--- start Excerpt provided ---

Union, Civil Service Myths Busted
The Big Myth about government employees is that they are underpaid, unappreciated servants of the people who toil on behalf of the rest of us while we live lives of indulgence and luxury.
If only it were true. Civil servants today make higher salaries, get better benefits and pensions, and retire younger than the average private-sector worker who now is working longer hours and more years to pay the taxes to support the privileged civil servant class.
In other words, America is a socialist nation.
The Big Myth about labor unions is that unions assured good wages for American workers in the 1950s and 1960s, but that today unions have shrunk in size and Americans are thus suffering economically.
That is not true. Here are the facts:
America was prosperous in the 1950s because Europe and Japan were still recovering from World War II, and American factories were making 50% of the world’s finished goods. Today that number has fallen to 22%.
Workers in the 1950s would have had good wages even without unions, and millions did. At their peak, 37% of private-sector workers were unionized. Yet most Americans in the 1950s and 1960s had a very high standard of living because economic growth - not unions - provided it.
But starting after the War, labor unions organized millions of workers who already were, or would have been, well paid and had job security. Those unions certainly got even artificially higher wages for their workers and pumped up their own union coffers at the dollar-for-dollar expense of the American consumer. Then those same unions, shot through with corruption and largely controlled by organized crime, eventually drove many companies and entire industries (steel, railroads etc.) out of business, killing vast numbers of jobs and huge amounts of wealth with outrageous wage demands, ridiculous work rules, strikes, threats, intimidation and violence.
As a result, unions today remain unpopular with the private-sector American workforce that fears losing its jobs if unions organize workers and strong-arm their employers as they have in the past.
The second Big Myth about labor unions is that they have no power today.
That also is nonsense. According to the Wall Street Journal, union power certainly is declining with only 12.3% of all workers today being unionized, with private union employment only 7.2% of all jobs. But the big change is that union power has shifted from the private economy to the government sector. Reports the Journal:
‘The Bureau of Labor Statistics reported recently that 51.4% of America’s 15.4 million union members, or about 7.91 million workers, were employed by the government in 2009. As recently as 1980, there were more than twice as many private as public union members. But private union membership has continued to decline, even as unions have organized more public employees.’ (end of excerpt)
And those union/civil service wage demands are putting not private industries but entire states like California and New York into bankruptcy.Pro-union Democrat politicians are facilitating this corruption nationwide by getting elected and “sitting on the other side of the table” from union negotiators.
In a January 2010 report from Chris Edwards, director of Tax Policy Studies at the Cato Institute called Employee Compensation in State and Local Governments, he notes that civil servants, and particularly unionized civil servants, now are taking many states and the federal government down a dead-end road of debt through exorbitant wage, benefit and pension demands. Edwards states:
‘State and local governments face large budget deficits as revenues have stagnated and spending has remained at high levels. To reduce deficits, large savings can be found in the generous compensation packages of the nation’s 20 million state and local workers. In 2008, wages and benefits of $1.1 trillion accounted for half of total state and local government spending.’ (end of excerpt)

--- end Excerpt provided ---
--- start Given information ---

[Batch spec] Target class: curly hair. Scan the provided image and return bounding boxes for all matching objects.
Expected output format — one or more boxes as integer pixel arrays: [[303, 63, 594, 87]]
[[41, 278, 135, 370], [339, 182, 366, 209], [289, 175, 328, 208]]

--- end Given information ---

Task requirements.
(A) In the article on union and civil service myths, what share of the world's finished goods did American factories make in the 1950s?
(B) Repeat word for word the part of the article on union and civil service myths that opens with the words containing "But starting after" and closes with "in the past.".

Expected results.
(A) 50%

(B)
But starting after the War, labor unions organized millions of workers who already were, or would have been, well paid and had job security. Those unions certainly got even artificially higher wages for their workers and pumped up their own union coffers at the dollar-for-dollar expense of the American consumer. Then those same unions, shot through with corruption and largely controlled by organized crime, eventually drove many companies and entire industries (steel, railroads etc.) out of business, killing vast numbers of jobs and huge amounts of wealth with outrageous wage demands, ridiculous work rules, strikes, threats, intimidation and violence.
As a result, unions today remain unpopular with the private-sector American workforce that fears losing its jobs if unions organize workers and strong-arm their employers as they have in the past.